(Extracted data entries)
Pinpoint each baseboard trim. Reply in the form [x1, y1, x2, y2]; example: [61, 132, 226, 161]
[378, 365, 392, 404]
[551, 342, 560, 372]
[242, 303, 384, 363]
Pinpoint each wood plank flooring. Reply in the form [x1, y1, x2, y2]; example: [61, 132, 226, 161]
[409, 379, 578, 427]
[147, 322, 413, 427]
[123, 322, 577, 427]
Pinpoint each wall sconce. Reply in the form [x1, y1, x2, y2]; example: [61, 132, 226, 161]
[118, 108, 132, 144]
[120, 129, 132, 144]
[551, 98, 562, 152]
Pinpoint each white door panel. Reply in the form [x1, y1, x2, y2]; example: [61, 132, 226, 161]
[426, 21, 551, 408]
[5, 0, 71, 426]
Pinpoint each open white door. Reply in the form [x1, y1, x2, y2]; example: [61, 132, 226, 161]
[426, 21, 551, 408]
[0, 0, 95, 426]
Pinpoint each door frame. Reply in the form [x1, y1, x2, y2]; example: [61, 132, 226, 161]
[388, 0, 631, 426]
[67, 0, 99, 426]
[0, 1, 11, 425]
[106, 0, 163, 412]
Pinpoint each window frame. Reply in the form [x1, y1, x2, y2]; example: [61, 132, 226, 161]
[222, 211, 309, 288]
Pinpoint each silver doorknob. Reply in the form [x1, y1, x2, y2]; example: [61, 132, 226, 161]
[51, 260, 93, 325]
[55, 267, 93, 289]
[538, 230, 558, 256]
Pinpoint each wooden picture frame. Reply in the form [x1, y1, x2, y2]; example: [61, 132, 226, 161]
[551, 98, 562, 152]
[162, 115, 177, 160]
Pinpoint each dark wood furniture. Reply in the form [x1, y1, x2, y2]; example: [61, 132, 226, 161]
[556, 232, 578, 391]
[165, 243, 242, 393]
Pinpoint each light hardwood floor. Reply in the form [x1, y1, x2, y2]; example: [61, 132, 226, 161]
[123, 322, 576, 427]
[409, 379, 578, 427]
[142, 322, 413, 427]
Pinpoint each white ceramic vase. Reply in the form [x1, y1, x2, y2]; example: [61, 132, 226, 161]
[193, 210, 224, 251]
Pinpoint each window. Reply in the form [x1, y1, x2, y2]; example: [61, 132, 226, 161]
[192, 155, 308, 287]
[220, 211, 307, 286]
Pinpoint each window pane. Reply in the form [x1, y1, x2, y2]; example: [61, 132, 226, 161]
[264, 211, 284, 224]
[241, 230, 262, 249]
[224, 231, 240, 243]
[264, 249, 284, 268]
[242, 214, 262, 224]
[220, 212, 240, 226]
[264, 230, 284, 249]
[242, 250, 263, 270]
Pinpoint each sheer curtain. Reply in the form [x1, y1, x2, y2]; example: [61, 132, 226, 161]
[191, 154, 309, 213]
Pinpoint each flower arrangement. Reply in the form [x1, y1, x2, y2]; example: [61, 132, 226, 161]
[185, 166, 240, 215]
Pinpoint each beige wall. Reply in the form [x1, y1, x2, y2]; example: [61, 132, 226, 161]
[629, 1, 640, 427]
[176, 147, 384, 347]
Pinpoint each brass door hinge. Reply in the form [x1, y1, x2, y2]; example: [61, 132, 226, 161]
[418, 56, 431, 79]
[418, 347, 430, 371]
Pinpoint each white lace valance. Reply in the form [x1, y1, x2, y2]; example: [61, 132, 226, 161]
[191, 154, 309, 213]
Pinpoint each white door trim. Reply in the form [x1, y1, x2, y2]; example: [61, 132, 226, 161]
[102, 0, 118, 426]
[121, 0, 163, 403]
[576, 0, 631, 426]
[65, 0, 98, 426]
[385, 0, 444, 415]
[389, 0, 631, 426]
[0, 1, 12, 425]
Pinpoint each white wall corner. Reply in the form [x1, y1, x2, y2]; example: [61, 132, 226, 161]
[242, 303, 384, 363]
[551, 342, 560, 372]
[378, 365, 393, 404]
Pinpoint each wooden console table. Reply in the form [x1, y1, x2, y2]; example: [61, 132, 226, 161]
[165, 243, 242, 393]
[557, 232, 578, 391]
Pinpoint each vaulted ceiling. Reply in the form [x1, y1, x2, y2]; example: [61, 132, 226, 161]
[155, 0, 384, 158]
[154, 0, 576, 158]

— WHAT TO PRODUCE —
Render the items above as a two-column CSV with the header columns "request" and "response", giving one row per request. Place the request text and its full answer each in a single quoted field, with every line break replaced by a space.

— FULL RESPONSE —
request,response
"Pinpoint each baseboard trim. Reply in the form [x1, y1, x2, y2]; example: [61, 132, 226, 161]","[378, 365, 392, 404] [551, 342, 560, 372] [242, 303, 384, 363]"
"Pinpoint each wood plank flooring. Reply in the form [x1, y1, x2, y2]; example: [61, 132, 226, 161]","[409, 379, 578, 427] [147, 322, 413, 427] [123, 322, 577, 427]"
"Pinpoint each wall sconce. Reply in the form [x1, y1, x2, y2]; example: [61, 132, 226, 161]","[118, 108, 132, 144] [120, 129, 132, 144] [551, 98, 562, 152]"
"Pinpoint each white door panel. Reply in the form [x1, y1, x2, y2]; example: [61, 132, 226, 161]","[426, 21, 551, 408] [5, 0, 71, 426]"
"Pinpoint each open white door. Reply in the form [x1, y1, x2, y2]; example: [61, 132, 226, 161]","[426, 21, 551, 408] [0, 0, 95, 426]"
"Pinpoint each door frame. Reply in the form [x1, y1, x2, y2]; example: [61, 132, 226, 161]","[388, 0, 631, 426] [67, 0, 99, 426] [0, 1, 11, 425] [106, 0, 163, 412]"
"Pinpoint each window frame. Reply in the form [x1, y1, x2, y2]; example: [61, 132, 226, 161]","[222, 211, 309, 288]"
"Pinpoint each silver doorknob. Reply in the form [x1, y1, x2, y2]; example: [61, 132, 226, 161]","[51, 260, 93, 325] [55, 267, 93, 289] [538, 230, 558, 256]"
"Pinpoint each wooden picture frame. Reply in the form [x1, y1, x2, y2]; example: [61, 132, 226, 161]","[551, 98, 562, 152] [162, 115, 177, 160]"
"Pinpoint each dark wood furniture. Reply in the form [x1, y1, x2, y2]; example: [61, 132, 226, 161]","[556, 232, 578, 391] [165, 243, 242, 393]"
"Pinpoint each light hardwood floor. Reply in the form [x1, y1, x2, y2]; example: [61, 132, 226, 161]","[123, 322, 576, 427] [409, 379, 578, 427] [142, 322, 413, 427]"
"Pinpoint each white ceramic vase. Reply in the form [x1, y1, x2, y2]; example: [61, 132, 226, 161]","[193, 210, 224, 251]"
"Pinpoint each window. Reply in the form [x1, y1, x2, y2]; example: [61, 132, 226, 161]","[192, 155, 308, 287] [220, 211, 307, 286]"
"Pinpoint each window pane. Reply in the form [x1, y1, x2, y2]; example: [61, 132, 226, 161]","[264, 211, 284, 224] [241, 230, 262, 249] [224, 231, 240, 243] [264, 249, 284, 268] [242, 214, 262, 224] [220, 212, 240, 226] [264, 230, 284, 249] [242, 250, 263, 270]"
"Pinpoint each sheer curtain. Reply in the form [x1, y1, x2, y2]; example: [61, 132, 226, 161]","[191, 154, 309, 213]"
"Pinpoint each flower arrangement. Reply in the form [x1, y1, x2, y2]; example: [61, 132, 226, 161]","[185, 166, 240, 215]"
"Pinpoint each beige wall. Reply in the form [x1, y1, x2, y2]; example: [61, 132, 226, 161]","[629, 1, 640, 427] [176, 147, 384, 347]"
"Pinpoint each brass door hinge. Reply in the form [x1, y1, x2, y2]; example: [61, 132, 226, 161]","[418, 56, 431, 79] [418, 347, 430, 371]"
"Pinpoint each white lace valance. Reply in the form [x1, y1, x2, y2]; example: [61, 132, 226, 161]","[191, 154, 309, 213]"
"Pinpoint each white door trim. Reply in the form [x1, y1, x2, y2]; example: [61, 132, 226, 161]","[102, 0, 118, 426] [121, 0, 163, 403] [576, 0, 631, 426] [65, 0, 98, 426] [385, 0, 444, 415] [389, 0, 631, 426] [0, 1, 12, 425]"
"Pinpoint each white wall corner. Reply in the form [x1, y1, x2, y2]; example: [61, 132, 226, 161]","[242, 303, 384, 363] [551, 342, 560, 372] [378, 365, 393, 404]"
"Pinpoint each wooden console table. Reply in the form [x1, y1, x2, y2]; example: [61, 132, 226, 161]","[165, 243, 242, 393] [557, 232, 578, 391]"
"Pinpoint each vaulted ceiling. Reply in the form [x1, y1, x2, y2]; example: [61, 132, 226, 161]","[155, 0, 384, 158] [154, 0, 576, 158]"